● GIVEN INSTRUCTION A
Reproduce word for word the passage of the eagle text running from "And when I think" to "make it strong.".

● TEXT BLOCK

● ● ● ● ●

"A
Work in Progress"
Have
you ever spent time watching eagle's, they're so
majestic and powerful.
Well in many ways the
eagle reminds me of God not only because of their
majesty and power but because of the way they prepare
their children for life.
And when I think about
how God has interacted with me throughout my faith
journey, often times it has been in a way that is best
illustrated by how a mother eagle interacts with her
children.
The mother eagle builds
her nest on the side of a cliff, not on the top where it
would be vulnerable but on the side.
It's built with great
skill, a nest largely constructed of branches
intertwined to make it strong.
On top of the branches
there are smaller sticks and then they are held there by
briars woven over them, and then on top of the briars
lies a covering, which is often the skin of animals or
rags collected by the eagles, or soft downy feathers and
grass to make it soft and comfortable.
And once the eggs have
been laid, it becomes a great place for the eagle to sit
until they are hatched. Then it becomes a mother's duty
to feed those little eagles, a seemingly endless task.
She feeds one at a
time, going away, bringing back food, then another, then
another, and I am told by people who study eagles that
if you mix the eaglets up while she's gone, when she
comes back she pauses a moment and then she knows
exactly which one got fed last and goes on to the next
one.
That's uncanny in and
of its self. She makes sure they are all equally
nourished. One day when she comes back however, she
doesn't rest on the side of the nest as she had been
doing. She's got nothing in her mouth to feed the little
eagles and they are puzzled. This time she flies up and
hovers almost motionless in mid air about three feet
above the nest.
I don't know if you
knew an eagle could do that or not but it can do what a
hummingbird can do. Almost remaining stationary with all
of its weight, moving its wings ever so gently above its
nest. And I suppose if little eagles could talk, one
might say to another "well, look how big mother is.
I never knew mother was so big and so powerful and so
strong."
And that's the point.

● ● ● ● ●

● SUPPLIED RECORDS
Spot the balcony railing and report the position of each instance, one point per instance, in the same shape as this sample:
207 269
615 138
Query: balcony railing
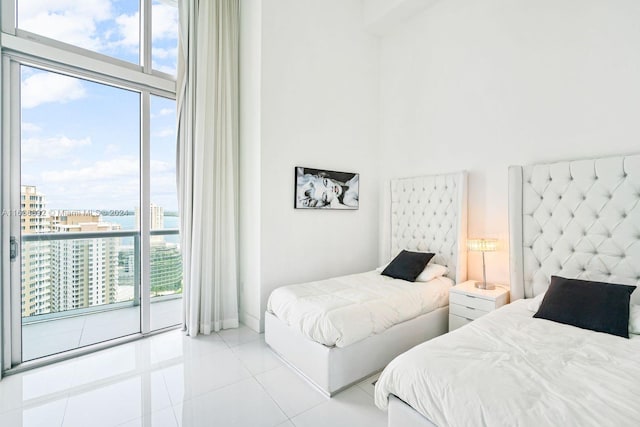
135 301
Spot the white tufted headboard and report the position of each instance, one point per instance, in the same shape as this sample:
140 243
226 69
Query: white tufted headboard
577 219
429 214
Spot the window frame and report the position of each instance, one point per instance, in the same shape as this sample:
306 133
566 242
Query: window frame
20 47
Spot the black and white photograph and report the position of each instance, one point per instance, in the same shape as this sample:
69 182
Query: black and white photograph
325 189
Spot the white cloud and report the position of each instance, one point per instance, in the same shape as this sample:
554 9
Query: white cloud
51 148
100 171
169 69
164 26
164 22
70 21
112 149
30 127
98 9
129 29
42 88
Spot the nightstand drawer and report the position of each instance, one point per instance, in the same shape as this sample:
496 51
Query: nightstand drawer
456 321
471 301
466 311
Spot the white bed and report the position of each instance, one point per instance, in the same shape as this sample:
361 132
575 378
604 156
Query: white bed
428 214
577 219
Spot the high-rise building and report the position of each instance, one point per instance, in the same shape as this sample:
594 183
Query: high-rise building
35 256
165 259
84 272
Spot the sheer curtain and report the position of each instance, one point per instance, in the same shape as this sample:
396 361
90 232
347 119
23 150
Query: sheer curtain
208 162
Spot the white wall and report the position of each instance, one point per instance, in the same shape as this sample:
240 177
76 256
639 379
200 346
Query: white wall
318 107
483 85
249 154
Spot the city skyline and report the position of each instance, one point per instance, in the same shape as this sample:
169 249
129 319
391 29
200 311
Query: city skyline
80 140
62 274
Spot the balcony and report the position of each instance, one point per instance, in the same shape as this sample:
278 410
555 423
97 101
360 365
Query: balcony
69 321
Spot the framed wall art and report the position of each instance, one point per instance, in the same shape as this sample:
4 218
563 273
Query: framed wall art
325 189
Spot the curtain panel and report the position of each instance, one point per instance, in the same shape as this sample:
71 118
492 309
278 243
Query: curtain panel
207 163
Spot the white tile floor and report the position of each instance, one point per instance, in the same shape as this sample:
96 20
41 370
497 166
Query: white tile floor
227 379
66 333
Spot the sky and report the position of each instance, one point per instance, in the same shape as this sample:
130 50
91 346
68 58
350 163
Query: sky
80 139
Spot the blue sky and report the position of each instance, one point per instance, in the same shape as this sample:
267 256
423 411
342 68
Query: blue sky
80 140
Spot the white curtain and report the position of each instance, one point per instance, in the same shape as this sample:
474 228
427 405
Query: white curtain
208 162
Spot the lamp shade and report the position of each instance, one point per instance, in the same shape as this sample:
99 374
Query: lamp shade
482 245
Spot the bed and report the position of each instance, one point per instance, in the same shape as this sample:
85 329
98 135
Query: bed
578 219
428 214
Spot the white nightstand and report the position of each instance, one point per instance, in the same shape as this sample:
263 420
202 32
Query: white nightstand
467 303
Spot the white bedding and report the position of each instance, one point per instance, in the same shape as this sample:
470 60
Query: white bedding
347 309
507 368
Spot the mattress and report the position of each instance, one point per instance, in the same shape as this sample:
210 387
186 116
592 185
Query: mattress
344 310
507 368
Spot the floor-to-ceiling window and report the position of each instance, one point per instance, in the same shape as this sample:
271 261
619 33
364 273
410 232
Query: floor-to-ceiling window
88 161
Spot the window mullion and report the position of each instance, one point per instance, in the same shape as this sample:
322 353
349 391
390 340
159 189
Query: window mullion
8 14
145 209
145 35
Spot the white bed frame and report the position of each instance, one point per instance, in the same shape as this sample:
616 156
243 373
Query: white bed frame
576 219
428 214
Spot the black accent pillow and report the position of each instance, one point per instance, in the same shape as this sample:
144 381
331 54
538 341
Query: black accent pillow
598 306
407 265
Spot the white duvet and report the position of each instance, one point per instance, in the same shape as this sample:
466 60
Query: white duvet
507 368
347 309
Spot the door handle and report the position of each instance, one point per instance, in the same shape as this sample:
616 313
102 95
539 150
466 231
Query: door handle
13 249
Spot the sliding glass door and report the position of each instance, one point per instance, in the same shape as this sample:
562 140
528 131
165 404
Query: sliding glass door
79 192
88 159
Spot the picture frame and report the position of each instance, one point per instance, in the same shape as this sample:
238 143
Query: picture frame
325 189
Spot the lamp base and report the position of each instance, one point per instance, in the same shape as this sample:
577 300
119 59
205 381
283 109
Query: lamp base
483 285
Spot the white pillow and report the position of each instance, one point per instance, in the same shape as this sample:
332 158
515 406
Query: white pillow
634 319
533 304
430 272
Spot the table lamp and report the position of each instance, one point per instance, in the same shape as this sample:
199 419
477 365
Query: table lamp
483 245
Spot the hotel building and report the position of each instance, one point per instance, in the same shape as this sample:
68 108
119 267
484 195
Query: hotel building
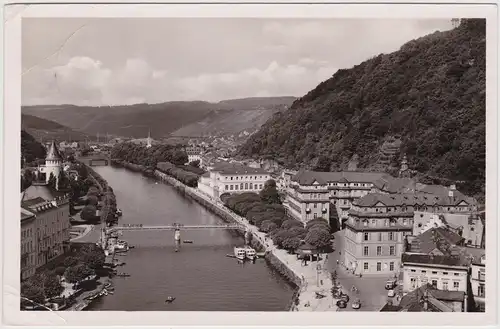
227 177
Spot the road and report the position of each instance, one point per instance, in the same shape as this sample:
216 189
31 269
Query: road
371 288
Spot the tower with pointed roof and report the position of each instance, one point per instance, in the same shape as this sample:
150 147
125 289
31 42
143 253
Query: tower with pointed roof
53 163
148 145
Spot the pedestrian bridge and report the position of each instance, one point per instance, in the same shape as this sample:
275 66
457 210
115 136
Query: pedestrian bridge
173 227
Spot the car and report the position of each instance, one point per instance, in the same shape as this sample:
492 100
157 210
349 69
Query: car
390 284
344 297
341 304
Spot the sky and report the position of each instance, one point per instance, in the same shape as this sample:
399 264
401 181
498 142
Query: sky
121 61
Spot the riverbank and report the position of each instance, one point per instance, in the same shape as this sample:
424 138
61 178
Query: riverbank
311 279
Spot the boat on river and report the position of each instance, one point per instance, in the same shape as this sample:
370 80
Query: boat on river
250 253
240 253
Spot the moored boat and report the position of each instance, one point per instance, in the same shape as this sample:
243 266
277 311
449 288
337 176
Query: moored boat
239 253
250 253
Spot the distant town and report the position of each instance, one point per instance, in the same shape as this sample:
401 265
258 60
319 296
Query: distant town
392 243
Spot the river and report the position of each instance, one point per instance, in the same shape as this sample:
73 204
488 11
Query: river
200 275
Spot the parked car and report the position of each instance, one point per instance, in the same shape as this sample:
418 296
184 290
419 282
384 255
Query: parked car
341 304
390 284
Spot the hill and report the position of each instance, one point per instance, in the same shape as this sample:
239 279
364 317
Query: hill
162 119
429 97
31 149
48 130
236 116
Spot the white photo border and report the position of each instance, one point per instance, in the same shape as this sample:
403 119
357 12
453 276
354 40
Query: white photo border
13 16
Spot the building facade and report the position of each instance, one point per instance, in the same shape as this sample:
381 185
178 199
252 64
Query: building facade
232 178
443 272
28 244
51 227
375 236
306 202
478 281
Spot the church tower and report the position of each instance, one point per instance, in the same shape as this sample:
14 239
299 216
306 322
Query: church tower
148 145
404 171
53 163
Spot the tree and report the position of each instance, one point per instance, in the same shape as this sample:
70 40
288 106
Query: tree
33 292
318 237
288 224
89 213
70 261
269 193
62 181
92 200
268 226
52 286
52 181
92 256
195 163
291 243
78 273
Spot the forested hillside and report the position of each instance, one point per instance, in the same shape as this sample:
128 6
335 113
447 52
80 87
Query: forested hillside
430 93
30 148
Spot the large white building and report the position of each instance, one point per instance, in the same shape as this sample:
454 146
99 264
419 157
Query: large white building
227 177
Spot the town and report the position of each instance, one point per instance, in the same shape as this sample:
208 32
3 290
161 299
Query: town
393 244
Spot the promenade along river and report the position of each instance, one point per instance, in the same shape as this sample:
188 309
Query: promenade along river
200 275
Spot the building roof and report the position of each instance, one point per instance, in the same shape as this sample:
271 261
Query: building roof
26 214
53 153
306 177
439 238
226 168
439 260
414 300
419 198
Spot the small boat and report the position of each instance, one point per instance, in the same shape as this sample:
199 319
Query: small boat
239 253
250 253
169 299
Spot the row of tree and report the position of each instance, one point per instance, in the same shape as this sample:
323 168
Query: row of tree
187 177
75 268
265 211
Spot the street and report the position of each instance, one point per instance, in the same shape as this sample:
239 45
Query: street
371 288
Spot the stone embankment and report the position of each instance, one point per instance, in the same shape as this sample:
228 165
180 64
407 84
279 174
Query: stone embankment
310 280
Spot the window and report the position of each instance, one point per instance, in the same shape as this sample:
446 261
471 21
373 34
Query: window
480 290
413 282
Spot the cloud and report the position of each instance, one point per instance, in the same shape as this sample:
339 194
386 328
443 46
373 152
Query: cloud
83 80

● ● ● ● ●

● GIVEN INSTRUCTION B
Quote the lines of the listing from the line containing "Spot the cloud" through the end of the listing, both ends included.

● CORRECT OUTPUT A
And when I think about
how God has interacted with me throughout my faith
journey, often times it has been in a way that is best
illustrated by how a mother eagle interacts with her
children.
The mother eagle builds
her nest on the side of a cliff, not on the top where it
would be vulnerable but on the side.
It's built with great
skill, a nest largely constructed of branches
intertwined to make it strong.

● CORRECT OUTPUT B
Spot the cloud and report the position of each instance, one point per instance, in the same shape as this sample:
339 194
386 328
443 46
373 152
Query: cloud
83 80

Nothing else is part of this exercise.